- [ENTRIES SHOWN]:
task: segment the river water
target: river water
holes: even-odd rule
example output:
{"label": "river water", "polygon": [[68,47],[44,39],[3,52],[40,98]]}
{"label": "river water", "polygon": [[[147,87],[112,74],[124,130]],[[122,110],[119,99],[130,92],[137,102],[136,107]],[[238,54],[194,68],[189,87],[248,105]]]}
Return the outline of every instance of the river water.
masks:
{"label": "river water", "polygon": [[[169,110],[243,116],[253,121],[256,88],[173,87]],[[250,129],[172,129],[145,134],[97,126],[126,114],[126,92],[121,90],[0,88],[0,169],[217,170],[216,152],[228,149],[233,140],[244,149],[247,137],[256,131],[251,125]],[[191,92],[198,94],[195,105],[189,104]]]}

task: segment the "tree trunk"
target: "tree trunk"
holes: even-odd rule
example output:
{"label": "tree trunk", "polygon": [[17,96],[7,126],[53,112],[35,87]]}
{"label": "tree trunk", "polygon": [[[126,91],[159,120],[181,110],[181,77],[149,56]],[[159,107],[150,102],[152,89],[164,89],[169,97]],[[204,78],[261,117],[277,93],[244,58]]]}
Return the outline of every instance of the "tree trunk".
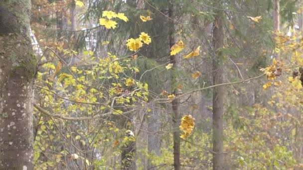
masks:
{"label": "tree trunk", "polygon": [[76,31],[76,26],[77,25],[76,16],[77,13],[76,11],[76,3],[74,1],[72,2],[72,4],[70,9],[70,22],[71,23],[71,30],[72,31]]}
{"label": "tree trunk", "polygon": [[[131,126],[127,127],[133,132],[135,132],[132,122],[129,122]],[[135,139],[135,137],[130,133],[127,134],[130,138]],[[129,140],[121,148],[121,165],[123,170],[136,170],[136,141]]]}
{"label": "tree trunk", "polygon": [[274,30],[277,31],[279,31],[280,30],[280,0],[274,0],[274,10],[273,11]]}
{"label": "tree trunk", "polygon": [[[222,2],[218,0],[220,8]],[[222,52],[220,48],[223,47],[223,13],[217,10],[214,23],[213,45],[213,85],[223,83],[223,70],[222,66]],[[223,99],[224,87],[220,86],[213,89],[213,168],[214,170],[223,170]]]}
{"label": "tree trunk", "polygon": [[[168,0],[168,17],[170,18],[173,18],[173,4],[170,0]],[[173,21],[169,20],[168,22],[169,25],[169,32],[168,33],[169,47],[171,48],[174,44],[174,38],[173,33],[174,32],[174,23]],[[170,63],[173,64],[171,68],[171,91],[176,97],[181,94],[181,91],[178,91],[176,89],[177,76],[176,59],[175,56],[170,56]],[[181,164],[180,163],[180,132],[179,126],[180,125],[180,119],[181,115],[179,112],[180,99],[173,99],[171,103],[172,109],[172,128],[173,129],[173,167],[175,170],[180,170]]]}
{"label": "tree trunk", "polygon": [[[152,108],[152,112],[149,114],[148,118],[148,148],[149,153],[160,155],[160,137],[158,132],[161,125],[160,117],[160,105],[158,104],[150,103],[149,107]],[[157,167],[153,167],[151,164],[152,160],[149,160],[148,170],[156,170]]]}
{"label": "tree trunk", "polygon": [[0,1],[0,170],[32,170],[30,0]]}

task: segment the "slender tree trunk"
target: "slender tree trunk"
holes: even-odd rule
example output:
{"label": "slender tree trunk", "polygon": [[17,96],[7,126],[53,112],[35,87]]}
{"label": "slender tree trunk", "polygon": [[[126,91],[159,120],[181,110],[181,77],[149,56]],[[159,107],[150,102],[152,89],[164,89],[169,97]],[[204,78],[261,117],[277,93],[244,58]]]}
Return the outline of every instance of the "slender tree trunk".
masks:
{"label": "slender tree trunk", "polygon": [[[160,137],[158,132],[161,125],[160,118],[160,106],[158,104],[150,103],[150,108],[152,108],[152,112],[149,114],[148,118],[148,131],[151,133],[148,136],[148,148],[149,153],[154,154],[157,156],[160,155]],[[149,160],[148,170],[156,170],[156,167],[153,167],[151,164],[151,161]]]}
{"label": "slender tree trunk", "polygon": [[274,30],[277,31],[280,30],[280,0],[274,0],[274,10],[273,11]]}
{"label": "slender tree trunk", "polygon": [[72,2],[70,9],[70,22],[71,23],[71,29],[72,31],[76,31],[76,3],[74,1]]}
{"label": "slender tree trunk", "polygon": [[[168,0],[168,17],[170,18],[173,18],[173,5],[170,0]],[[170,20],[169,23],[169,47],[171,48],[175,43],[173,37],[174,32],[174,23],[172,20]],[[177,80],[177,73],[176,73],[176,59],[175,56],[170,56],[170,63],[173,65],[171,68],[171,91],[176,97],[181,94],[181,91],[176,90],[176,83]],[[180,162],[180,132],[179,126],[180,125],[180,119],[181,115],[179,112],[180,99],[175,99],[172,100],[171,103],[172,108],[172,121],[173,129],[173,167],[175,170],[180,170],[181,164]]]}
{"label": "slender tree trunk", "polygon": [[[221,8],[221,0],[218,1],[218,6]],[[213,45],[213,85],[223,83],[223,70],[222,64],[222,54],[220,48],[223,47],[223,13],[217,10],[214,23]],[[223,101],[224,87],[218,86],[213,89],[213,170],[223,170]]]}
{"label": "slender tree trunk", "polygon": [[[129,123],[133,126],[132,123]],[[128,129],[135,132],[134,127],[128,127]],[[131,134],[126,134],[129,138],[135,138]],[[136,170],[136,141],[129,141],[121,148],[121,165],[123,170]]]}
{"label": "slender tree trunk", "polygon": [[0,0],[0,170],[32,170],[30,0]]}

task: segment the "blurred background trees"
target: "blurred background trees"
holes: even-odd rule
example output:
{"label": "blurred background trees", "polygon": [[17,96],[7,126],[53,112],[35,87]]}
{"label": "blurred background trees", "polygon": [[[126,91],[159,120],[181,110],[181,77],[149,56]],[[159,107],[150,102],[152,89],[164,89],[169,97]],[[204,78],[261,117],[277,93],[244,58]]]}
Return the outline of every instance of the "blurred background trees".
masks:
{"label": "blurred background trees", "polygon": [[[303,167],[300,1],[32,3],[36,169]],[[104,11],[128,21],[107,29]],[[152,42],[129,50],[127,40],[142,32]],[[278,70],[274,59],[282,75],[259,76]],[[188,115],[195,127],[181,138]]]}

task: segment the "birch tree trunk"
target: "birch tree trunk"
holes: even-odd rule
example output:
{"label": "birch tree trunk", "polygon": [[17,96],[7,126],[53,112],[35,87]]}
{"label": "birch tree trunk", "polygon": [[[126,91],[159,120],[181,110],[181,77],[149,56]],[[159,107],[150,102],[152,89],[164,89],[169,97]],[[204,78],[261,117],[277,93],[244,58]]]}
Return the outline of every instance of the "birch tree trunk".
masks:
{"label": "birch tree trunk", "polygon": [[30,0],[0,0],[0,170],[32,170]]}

==

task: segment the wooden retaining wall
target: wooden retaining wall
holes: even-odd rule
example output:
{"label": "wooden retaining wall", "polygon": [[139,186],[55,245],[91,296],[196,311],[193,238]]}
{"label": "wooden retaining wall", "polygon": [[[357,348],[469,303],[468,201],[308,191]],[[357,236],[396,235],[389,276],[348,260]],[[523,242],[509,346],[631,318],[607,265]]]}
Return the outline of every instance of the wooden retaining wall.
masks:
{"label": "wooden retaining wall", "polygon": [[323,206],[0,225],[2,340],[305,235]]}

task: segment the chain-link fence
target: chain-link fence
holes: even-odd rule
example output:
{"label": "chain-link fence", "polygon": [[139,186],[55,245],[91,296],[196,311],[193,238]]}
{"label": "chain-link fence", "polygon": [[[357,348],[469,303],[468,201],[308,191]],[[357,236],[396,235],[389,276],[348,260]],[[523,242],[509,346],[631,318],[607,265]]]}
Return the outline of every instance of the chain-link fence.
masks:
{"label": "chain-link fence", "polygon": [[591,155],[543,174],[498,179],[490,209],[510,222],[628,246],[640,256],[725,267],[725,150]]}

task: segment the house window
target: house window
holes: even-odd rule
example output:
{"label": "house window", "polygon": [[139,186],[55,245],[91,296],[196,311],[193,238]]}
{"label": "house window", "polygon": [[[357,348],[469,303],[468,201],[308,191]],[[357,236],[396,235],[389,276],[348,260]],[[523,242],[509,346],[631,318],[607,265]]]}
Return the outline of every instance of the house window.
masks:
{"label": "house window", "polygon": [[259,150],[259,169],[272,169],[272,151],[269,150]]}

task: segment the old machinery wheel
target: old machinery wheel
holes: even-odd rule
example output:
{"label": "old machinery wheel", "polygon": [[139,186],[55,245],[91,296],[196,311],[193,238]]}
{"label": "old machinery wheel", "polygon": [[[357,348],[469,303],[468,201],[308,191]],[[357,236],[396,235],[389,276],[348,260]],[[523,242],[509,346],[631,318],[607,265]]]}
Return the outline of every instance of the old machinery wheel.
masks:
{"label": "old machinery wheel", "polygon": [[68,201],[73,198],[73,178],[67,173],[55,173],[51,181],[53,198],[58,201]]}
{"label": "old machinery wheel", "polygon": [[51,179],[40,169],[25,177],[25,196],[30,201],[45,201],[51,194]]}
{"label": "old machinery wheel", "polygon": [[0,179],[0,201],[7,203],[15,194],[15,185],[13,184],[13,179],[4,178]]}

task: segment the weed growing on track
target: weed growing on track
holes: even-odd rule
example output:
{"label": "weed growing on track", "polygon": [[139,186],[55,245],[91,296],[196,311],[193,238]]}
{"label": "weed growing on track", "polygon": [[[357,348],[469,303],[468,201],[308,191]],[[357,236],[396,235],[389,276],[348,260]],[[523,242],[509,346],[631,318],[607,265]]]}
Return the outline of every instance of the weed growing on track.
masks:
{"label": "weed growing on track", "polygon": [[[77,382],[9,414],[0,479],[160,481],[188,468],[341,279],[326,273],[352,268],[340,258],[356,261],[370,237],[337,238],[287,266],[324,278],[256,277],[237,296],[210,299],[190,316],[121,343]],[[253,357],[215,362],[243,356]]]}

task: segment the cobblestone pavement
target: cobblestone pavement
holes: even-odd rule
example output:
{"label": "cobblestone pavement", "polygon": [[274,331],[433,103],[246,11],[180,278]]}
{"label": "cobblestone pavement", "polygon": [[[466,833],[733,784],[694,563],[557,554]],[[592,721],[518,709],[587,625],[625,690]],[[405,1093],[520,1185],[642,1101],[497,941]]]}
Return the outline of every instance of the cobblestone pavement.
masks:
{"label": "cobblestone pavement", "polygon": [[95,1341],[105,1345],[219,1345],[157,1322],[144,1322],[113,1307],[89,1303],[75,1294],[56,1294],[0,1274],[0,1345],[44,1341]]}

--

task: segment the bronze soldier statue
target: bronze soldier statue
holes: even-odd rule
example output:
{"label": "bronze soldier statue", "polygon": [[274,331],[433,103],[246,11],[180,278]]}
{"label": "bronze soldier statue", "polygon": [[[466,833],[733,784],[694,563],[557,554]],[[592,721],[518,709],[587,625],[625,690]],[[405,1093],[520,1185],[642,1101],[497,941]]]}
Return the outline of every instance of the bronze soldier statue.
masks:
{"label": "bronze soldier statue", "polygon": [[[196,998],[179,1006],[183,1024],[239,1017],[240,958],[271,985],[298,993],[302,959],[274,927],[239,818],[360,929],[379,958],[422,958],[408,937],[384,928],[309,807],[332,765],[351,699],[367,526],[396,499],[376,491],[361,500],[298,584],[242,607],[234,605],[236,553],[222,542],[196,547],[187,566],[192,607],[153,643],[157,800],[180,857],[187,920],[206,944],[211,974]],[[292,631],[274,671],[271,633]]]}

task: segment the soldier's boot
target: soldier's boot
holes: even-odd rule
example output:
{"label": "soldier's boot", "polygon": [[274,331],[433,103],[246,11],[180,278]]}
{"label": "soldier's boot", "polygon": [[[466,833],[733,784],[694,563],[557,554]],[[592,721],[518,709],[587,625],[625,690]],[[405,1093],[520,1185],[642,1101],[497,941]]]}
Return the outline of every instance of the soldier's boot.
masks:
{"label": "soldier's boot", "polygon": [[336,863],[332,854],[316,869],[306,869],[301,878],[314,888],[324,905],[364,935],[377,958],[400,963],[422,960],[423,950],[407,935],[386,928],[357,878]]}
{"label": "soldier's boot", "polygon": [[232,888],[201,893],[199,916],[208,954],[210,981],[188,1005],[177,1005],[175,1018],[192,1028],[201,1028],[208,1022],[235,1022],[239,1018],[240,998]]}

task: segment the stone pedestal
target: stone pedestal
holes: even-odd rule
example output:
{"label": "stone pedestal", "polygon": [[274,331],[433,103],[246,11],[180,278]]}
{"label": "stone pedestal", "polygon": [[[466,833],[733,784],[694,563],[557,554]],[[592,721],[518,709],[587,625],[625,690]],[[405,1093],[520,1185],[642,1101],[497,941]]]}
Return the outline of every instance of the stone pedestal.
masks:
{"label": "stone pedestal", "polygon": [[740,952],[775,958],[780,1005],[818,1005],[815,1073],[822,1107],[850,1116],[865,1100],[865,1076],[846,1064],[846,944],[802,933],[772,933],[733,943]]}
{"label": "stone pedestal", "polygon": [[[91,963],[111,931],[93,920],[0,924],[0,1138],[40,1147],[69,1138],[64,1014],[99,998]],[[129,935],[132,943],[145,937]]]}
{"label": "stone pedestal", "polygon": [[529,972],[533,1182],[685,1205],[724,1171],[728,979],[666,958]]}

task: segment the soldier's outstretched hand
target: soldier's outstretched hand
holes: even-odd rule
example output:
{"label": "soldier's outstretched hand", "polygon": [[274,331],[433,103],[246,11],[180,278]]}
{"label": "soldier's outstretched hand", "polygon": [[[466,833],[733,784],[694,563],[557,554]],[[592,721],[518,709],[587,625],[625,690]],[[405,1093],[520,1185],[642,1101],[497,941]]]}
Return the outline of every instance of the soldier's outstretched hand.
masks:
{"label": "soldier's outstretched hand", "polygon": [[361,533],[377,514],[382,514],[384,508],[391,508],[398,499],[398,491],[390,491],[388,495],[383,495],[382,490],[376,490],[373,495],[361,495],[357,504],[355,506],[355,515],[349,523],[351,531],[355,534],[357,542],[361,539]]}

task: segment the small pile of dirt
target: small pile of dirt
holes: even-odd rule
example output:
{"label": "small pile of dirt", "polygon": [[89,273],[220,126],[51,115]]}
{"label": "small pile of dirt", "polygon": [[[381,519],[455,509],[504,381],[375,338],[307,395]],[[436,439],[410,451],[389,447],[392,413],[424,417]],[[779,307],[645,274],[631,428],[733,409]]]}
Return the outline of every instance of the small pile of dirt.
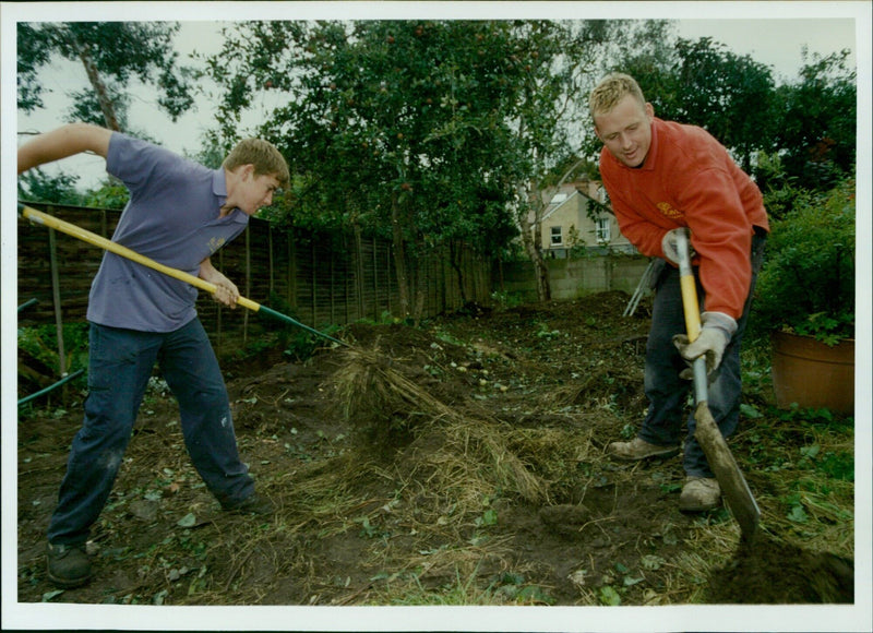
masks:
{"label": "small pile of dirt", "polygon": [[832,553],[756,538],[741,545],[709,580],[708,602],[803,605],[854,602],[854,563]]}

- [WHAT YOU HAVE TO DO]: Which lines of the listing above contain the word "house" with matching capitalization? Pick out every such line and copy it.

- [WRITTEN SOLUTION]:
task: segment the house window
target: house window
{"label": "house window", "polygon": [[139,186],[55,245],[91,296],[196,311],[193,238]]}
{"label": "house window", "polygon": [[[357,348],[469,303],[468,201],[308,191]],[[357,236],[396,235],[389,276],[348,260]],[[523,242],[509,346],[631,318],[607,265]]]}
Return the outline of every instance of the house window.
{"label": "house window", "polygon": [[259,150],[259,169],[272,169],[272,151],[269,150]]}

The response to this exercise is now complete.